> DIRECTION: Nothing but the line with "Please put a point on each instance of the man's beard" and the lines after it, through the end of the records below, is to be repeated, exactly as it is.

· · · ·

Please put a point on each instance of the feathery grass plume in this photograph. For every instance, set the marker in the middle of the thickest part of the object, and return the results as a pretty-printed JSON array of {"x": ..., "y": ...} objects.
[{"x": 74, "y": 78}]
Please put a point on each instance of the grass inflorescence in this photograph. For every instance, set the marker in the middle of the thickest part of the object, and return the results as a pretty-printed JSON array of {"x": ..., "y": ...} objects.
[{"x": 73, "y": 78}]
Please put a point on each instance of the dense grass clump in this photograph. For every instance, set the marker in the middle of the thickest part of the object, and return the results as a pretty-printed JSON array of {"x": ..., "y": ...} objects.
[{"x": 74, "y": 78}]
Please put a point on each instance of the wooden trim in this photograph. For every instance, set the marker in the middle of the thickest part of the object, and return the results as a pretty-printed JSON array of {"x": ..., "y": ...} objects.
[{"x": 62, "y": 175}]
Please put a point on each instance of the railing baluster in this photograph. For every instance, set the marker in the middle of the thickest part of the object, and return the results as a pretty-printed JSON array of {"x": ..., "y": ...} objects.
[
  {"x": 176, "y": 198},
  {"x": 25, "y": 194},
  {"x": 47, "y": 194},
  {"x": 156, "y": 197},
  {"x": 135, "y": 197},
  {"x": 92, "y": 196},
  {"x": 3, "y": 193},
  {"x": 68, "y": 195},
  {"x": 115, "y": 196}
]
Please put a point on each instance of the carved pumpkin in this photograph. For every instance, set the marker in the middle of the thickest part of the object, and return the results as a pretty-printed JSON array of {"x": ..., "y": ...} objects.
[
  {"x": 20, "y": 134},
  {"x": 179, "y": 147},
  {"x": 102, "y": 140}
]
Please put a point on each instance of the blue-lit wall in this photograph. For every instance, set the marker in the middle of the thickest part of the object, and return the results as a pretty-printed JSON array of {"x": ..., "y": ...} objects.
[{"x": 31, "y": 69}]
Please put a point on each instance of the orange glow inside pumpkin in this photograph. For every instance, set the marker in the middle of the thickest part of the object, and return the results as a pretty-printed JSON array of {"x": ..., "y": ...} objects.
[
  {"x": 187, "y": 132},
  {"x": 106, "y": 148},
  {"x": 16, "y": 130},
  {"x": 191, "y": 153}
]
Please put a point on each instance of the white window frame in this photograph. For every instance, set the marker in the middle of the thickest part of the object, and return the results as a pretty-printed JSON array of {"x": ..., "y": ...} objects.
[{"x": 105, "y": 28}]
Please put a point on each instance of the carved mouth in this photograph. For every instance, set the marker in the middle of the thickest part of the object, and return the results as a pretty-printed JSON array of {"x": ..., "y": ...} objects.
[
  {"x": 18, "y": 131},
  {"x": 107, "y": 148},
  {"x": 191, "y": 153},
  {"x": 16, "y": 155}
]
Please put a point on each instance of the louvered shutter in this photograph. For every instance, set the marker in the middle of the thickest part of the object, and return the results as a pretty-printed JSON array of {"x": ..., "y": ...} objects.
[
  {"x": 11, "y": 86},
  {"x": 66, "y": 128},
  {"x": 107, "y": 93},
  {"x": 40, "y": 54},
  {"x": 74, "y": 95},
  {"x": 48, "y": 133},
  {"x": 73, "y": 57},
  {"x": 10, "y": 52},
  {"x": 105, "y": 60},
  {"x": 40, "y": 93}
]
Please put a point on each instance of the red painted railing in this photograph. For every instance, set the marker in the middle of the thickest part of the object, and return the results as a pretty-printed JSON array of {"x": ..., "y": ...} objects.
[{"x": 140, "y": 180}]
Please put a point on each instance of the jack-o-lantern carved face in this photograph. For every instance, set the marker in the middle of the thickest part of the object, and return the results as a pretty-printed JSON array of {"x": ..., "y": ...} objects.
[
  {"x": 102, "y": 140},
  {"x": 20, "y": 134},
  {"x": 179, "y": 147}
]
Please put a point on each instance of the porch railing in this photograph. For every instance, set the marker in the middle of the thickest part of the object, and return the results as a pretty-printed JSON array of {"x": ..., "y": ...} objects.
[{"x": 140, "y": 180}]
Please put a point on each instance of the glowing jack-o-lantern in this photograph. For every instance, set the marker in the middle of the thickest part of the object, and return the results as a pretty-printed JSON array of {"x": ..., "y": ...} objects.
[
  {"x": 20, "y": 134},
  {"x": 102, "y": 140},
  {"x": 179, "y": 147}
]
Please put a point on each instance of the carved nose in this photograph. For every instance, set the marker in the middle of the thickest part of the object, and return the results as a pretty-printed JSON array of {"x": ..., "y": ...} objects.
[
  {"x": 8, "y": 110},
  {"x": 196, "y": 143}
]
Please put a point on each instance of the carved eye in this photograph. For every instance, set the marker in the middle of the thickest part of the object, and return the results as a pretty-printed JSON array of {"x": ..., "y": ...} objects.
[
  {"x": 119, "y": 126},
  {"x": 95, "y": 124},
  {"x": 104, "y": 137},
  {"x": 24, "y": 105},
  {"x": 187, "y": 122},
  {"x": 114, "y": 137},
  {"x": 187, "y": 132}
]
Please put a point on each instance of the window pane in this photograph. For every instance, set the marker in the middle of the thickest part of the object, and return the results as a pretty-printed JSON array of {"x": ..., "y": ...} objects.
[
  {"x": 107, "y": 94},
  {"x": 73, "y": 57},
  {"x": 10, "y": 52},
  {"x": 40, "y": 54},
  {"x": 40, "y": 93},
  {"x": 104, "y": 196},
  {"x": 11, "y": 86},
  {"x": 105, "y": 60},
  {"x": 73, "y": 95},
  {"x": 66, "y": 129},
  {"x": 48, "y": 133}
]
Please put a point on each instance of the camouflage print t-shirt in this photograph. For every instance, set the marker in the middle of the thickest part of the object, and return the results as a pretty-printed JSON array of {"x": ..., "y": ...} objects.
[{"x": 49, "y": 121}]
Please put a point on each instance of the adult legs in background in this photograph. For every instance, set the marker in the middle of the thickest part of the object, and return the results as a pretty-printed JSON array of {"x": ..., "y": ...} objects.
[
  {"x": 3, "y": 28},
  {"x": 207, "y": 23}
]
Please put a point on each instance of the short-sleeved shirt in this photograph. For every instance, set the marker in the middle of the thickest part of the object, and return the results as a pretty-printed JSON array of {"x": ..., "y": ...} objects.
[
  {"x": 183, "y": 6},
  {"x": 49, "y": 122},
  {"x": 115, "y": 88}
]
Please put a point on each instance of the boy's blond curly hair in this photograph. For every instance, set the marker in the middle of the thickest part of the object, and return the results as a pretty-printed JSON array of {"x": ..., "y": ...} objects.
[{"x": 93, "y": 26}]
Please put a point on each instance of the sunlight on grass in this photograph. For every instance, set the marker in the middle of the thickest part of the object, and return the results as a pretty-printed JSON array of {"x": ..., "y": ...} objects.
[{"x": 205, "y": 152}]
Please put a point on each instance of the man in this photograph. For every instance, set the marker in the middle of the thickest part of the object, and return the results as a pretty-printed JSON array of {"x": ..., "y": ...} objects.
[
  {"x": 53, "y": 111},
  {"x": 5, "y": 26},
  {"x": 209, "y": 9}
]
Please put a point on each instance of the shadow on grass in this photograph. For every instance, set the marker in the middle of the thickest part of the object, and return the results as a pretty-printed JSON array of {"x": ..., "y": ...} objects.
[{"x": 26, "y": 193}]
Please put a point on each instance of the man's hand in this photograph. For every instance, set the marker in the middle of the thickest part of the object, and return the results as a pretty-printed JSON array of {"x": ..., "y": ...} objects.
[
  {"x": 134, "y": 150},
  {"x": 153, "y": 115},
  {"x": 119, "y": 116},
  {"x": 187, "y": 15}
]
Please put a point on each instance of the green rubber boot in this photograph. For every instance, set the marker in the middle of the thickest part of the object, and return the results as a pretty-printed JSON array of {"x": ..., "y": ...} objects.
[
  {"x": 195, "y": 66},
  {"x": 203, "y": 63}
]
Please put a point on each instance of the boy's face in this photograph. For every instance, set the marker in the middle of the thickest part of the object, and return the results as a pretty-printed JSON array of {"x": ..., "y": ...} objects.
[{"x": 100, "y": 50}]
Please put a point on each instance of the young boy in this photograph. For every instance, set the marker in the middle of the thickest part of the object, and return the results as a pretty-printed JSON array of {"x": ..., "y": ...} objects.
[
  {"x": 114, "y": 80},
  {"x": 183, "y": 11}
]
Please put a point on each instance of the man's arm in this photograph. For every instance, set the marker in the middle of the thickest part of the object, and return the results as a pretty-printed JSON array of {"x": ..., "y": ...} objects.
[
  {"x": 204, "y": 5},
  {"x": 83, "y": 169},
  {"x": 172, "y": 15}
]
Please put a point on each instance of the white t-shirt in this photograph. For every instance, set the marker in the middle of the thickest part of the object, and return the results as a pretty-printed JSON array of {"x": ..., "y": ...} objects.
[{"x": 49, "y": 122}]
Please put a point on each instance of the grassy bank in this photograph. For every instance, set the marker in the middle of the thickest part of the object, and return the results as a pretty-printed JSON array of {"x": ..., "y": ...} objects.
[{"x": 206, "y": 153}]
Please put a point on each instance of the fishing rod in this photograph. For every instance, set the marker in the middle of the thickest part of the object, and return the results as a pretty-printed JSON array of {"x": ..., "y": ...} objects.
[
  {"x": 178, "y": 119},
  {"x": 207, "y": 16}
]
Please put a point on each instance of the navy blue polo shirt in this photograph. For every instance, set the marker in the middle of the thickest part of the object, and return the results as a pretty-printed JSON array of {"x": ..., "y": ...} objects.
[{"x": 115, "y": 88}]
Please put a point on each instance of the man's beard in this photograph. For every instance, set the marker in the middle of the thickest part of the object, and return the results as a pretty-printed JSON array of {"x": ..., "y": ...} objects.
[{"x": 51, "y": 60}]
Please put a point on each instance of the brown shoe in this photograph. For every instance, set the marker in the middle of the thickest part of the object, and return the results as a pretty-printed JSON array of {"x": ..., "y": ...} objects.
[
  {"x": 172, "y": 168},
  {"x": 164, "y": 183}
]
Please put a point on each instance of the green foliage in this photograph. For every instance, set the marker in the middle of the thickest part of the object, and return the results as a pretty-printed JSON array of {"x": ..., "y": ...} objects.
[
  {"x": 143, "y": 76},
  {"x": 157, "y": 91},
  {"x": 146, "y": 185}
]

· · · ·

> TASK RESPONSE:
Please put a point on each instance of the man's beard in this photograph. For every instance, set the marker in the middle of the thickest part of the object, and return the results as a pretty-printed JSON array of {"x": ..., "y": ...} objects.
[{"x": 51, "y": 60}]
Please put a point on each instance of the brown shoe in this photograph. For every instance, set the marker in the middle of the thickest part of the object, and return the results as a pretty-printed JSON array of {"x": ..., "y": ...} objects.
[
  {"x": 172, "y": 168},
  {"x": 164, "y": 183}
]
Please put a point on each instance of the green foliage in this photograph. For every instance, set the marker in the middle of the thickest part of the object, and return the results as a pretty-printed JSON array of {"x": ..., "y": ...} objects.
[
  {"x": 143, "y": 76},
  {"x": 157, "y": 91},
  {"x": 146, "y": 185}
]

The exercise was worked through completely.